++++ GIVEN DATA
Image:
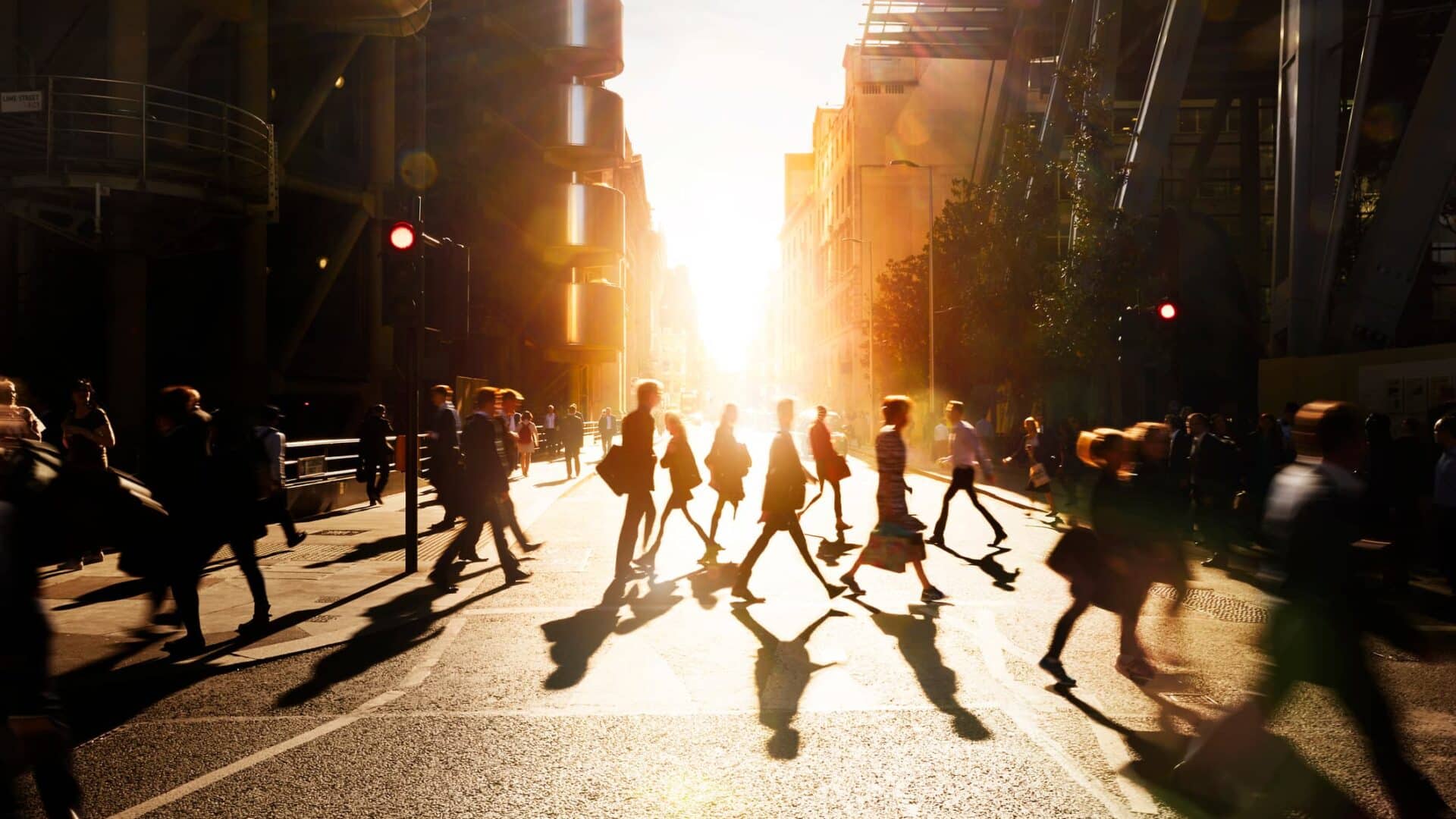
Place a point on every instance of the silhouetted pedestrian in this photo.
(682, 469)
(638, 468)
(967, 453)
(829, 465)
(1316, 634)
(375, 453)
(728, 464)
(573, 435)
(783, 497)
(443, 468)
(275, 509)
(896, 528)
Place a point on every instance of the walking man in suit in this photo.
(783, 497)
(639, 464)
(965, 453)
++++++++
* [PROBLEM DESCRIPTION] Rewrite the records above with "Place a point" replaced by "Put a dot" and everything else unchanged. Leave out the pictures.

* [RESPONSE FOR THIS EXERCISE]
Image:
Put a dot on every instance of the silhouetted pedestrian in this photo.
(682, 469)
(638, 468)
(967, 453)
(829, 465)
(1316, 634)
(375, 453)
(728, 464)
(573, 435)
(783, 497)
(443, 468)
(275, 509)
(896, 528)
Put a dot on every instance of the walking man in suit in this photo.
(783, 497)
(639, 464)
(965, 453)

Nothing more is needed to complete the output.